§ **GOAL**: Please render the stretch from the line containing "the white wall" through the end of the items below as a Markdown table with columns Row and Line, one numbered row per line, leaving out blank lines.

######

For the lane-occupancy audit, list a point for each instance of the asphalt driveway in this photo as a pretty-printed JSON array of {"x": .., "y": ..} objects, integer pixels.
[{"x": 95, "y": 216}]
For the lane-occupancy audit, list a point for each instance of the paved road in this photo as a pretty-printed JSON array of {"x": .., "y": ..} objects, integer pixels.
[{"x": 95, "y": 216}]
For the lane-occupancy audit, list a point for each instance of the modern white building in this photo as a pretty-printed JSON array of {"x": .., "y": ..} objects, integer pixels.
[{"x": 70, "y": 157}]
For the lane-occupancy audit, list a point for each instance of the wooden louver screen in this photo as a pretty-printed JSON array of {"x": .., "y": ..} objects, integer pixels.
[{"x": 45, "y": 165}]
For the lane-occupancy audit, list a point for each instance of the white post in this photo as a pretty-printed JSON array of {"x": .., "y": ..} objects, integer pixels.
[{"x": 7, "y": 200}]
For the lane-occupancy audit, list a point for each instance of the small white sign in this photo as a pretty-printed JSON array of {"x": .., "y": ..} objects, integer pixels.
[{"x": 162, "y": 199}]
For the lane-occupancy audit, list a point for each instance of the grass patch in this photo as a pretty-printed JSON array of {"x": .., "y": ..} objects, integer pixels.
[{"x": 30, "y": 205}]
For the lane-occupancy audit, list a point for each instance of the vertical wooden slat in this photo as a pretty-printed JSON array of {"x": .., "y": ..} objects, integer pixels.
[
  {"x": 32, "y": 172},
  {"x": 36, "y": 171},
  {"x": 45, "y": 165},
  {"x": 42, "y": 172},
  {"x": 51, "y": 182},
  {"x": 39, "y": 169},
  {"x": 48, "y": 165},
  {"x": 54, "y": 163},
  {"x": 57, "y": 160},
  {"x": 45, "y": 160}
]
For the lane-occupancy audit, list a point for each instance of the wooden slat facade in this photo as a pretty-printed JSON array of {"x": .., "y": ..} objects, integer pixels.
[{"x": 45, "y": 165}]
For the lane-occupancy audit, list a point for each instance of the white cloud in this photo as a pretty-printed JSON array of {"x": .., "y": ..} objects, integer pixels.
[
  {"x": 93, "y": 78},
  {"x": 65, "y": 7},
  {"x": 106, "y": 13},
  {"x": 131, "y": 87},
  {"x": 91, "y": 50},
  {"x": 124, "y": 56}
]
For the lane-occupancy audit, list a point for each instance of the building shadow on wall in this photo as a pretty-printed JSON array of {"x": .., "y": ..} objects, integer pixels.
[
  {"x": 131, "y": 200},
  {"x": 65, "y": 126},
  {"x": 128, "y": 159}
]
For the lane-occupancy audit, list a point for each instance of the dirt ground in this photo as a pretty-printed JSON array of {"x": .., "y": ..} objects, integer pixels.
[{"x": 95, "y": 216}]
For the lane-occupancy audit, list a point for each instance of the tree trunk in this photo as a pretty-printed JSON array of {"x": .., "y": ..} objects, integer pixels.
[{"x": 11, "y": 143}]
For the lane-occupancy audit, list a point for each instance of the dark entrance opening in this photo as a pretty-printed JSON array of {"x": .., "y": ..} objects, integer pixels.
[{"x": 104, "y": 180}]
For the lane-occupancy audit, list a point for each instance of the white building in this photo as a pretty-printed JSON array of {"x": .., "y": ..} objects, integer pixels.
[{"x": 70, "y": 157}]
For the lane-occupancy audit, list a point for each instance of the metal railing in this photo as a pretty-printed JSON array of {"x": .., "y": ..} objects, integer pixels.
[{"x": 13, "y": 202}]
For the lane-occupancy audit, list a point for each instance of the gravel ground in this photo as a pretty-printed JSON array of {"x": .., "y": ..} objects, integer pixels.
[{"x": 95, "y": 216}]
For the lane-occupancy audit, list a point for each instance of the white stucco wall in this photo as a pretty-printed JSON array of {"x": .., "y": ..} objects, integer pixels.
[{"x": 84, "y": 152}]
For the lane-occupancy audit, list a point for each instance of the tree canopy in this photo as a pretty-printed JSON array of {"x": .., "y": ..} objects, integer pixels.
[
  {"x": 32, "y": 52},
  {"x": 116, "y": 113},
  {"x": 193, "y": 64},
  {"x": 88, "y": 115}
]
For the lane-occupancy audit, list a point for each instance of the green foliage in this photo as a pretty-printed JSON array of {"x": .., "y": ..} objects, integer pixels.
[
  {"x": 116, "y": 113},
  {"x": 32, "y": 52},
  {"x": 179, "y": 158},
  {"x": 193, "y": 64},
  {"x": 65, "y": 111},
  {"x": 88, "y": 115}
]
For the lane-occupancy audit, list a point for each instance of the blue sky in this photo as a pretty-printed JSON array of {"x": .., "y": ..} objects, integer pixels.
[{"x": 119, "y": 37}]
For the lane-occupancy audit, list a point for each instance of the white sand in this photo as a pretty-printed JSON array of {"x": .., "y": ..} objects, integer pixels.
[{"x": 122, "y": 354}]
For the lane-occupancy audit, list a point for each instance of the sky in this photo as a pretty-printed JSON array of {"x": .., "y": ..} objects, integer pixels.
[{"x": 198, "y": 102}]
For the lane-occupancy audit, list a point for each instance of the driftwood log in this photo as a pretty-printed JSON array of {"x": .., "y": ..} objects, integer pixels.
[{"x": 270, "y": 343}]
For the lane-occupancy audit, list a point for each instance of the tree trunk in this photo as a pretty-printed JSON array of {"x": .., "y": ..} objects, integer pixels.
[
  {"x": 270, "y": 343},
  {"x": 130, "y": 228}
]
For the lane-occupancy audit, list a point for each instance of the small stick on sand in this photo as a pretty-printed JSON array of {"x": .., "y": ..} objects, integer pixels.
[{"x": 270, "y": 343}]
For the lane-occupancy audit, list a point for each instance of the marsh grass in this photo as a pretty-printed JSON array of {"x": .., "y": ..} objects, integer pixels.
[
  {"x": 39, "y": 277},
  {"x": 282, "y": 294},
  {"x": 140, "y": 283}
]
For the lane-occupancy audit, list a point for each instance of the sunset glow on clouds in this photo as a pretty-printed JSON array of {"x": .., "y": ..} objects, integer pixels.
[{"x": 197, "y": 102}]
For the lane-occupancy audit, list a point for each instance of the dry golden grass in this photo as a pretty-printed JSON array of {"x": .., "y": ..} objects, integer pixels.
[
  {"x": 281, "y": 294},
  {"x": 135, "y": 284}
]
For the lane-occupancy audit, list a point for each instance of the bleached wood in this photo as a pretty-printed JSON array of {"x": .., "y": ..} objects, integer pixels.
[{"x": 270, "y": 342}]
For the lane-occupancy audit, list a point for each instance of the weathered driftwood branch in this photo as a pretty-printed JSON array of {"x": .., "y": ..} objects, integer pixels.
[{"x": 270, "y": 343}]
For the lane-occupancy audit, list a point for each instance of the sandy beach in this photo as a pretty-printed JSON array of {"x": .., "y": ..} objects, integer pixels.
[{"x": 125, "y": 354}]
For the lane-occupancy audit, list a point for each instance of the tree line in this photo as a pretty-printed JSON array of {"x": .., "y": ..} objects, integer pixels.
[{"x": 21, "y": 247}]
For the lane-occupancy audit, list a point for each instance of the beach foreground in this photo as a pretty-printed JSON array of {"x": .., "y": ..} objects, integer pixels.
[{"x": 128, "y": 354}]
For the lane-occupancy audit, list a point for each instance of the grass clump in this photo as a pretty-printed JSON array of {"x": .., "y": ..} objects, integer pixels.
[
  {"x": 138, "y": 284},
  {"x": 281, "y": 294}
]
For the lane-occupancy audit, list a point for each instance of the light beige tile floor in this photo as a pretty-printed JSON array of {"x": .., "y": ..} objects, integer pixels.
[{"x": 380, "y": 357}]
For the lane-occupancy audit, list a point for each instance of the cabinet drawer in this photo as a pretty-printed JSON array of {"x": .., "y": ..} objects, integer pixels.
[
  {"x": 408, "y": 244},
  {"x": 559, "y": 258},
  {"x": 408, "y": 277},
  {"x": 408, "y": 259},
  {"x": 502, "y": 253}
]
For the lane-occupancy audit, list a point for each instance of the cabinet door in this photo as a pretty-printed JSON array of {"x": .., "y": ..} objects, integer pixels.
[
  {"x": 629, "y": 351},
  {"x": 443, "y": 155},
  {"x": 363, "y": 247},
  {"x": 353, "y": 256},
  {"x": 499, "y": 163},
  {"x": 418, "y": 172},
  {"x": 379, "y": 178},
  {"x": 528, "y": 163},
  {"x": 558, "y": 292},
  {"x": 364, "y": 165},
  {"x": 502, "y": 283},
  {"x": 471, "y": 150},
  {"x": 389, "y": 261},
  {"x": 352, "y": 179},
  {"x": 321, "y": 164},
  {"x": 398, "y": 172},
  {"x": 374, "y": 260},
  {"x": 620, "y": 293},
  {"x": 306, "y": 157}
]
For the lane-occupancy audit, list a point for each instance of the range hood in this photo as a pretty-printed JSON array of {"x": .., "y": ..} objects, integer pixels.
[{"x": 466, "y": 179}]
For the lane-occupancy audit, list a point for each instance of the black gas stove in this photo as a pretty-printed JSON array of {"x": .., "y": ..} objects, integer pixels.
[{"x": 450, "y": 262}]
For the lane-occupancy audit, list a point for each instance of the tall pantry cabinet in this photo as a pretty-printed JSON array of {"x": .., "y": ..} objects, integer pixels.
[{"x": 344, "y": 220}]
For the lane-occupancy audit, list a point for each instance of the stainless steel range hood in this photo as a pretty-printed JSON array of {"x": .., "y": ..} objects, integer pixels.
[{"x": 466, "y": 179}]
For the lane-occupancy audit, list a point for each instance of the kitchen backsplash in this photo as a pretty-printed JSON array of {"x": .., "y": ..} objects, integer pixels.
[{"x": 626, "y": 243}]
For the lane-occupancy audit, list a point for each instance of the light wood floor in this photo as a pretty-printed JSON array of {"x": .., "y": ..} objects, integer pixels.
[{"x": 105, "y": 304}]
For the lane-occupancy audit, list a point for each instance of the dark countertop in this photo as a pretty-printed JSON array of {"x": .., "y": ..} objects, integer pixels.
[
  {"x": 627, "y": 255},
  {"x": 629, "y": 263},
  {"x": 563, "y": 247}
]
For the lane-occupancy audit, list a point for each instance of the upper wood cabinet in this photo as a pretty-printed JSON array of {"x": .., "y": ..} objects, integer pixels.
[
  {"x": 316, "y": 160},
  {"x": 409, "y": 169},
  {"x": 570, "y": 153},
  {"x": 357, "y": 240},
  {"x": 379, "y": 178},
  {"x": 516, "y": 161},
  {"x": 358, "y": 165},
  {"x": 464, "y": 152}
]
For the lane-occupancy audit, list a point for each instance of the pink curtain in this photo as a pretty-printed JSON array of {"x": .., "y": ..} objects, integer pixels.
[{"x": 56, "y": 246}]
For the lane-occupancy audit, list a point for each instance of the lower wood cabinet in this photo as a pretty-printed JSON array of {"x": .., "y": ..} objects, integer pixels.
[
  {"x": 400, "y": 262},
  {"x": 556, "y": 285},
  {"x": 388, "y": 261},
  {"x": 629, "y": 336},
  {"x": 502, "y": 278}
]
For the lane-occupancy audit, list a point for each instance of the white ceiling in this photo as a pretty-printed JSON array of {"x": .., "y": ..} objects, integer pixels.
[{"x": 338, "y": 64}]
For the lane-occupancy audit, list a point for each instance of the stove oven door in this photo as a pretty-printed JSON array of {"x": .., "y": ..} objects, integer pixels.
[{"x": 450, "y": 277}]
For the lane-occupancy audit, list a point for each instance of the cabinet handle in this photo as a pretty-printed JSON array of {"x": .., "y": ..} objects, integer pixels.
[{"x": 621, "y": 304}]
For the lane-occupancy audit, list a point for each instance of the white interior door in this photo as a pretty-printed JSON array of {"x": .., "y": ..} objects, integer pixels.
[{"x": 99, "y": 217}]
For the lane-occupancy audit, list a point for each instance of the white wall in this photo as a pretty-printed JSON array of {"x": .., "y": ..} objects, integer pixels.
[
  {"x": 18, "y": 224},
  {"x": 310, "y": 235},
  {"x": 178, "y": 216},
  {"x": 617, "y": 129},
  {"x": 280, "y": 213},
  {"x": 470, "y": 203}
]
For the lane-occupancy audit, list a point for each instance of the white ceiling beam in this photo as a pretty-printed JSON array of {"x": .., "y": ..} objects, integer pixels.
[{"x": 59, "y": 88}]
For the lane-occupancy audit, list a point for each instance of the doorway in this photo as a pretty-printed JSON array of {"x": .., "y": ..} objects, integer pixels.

######

§ **THE RESULT**:
| Row | Line |
|---|---|
| 1 | For the lane-occupancy audit, list a point for each instance of the white wall in this photo as a pretty-printed JSON array of {"x": .., "y": ..} objects, integer pixels. |
| 2 | [ |
| 3 |   {"x": 18, "y": 224}, |
| 4 |   {"x": 310, "y": 235}, |
| 5 |   {"x": 178, "y": 216}, |
| 6 |   {"x": 617, "y": 129}, |
| 7 |   {"x": 280, "y": 213}, |
| 8 |   {"x": 470, "y": 203} |
| 9 | ] |
| 10 | For the lane-occupancy audit, list a point for each instance of the white ceiling beam in this photo as a pretty-printed JSON array of {"x": .., "y": ..} objects, integer pixels. |
| 11 | [{"x": 59, "y": 88}] |
| 12 | For the lane-occupancy audit, list a point for each instance of the doorway in this photo as a pretty-printed JSON array of {"x": .., "y": ..} objects, integer pixels. |